EXERCISE OBJECTIVE
Copy everything in the records below, from the line containing "Reviewer note: every instance of the granite" down to the end of the records, with both ends included, keeping each line unchanged.

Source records
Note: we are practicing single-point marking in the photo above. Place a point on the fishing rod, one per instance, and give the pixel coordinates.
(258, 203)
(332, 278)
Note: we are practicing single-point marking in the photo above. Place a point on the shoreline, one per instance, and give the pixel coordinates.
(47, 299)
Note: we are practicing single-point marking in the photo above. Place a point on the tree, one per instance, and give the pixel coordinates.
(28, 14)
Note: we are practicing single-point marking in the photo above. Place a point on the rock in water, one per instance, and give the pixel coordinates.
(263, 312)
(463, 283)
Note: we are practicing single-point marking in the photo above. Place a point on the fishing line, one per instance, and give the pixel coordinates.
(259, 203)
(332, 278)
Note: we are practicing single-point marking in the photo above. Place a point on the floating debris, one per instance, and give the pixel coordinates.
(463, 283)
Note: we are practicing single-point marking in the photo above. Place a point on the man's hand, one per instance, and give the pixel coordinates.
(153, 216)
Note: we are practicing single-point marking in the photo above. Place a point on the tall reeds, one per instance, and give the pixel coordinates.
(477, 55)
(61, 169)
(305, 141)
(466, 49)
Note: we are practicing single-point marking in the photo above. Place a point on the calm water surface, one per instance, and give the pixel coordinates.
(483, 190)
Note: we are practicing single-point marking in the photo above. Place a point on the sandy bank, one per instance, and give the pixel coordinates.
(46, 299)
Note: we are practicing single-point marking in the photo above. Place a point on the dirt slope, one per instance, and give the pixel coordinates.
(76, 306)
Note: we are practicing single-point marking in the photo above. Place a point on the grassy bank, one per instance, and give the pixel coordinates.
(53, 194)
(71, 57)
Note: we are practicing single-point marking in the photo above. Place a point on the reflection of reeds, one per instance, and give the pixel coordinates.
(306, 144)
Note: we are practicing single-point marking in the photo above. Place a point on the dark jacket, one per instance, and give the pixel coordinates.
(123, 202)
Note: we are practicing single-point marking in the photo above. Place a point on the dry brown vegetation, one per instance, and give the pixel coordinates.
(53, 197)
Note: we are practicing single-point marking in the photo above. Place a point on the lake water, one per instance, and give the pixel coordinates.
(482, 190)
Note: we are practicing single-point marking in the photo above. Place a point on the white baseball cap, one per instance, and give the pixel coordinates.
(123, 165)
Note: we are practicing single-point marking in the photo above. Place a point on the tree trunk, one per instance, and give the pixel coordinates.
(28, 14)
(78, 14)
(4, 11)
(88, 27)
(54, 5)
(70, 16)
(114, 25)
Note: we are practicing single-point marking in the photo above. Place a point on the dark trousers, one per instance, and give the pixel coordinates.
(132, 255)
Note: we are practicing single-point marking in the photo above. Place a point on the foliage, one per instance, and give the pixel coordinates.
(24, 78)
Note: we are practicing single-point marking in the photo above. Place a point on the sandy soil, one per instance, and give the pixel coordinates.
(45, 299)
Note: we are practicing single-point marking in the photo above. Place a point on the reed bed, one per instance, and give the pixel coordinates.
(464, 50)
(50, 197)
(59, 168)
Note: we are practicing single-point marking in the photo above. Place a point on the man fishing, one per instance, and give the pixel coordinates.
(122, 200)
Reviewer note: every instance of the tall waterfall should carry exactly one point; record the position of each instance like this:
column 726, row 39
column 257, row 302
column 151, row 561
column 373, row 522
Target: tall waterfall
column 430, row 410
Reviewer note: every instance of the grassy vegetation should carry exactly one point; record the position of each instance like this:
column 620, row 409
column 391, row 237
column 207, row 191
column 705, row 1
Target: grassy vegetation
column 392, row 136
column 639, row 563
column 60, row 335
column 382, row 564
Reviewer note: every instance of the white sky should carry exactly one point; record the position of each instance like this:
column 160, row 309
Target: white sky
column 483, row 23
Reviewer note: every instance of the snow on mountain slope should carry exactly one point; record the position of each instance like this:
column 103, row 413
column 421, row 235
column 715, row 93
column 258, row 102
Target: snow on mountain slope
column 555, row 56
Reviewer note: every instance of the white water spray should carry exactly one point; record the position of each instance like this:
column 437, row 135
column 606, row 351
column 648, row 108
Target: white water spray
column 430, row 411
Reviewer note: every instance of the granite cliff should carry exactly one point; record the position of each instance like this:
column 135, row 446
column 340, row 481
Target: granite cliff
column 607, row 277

EXERCISE ANSWER
Reviewer note: every instance of the granite cliff should carry exactly one point; record the position of each instance like this:
column 135, row 446
column 340, row 481
Target: granite cliff
column 607, row 277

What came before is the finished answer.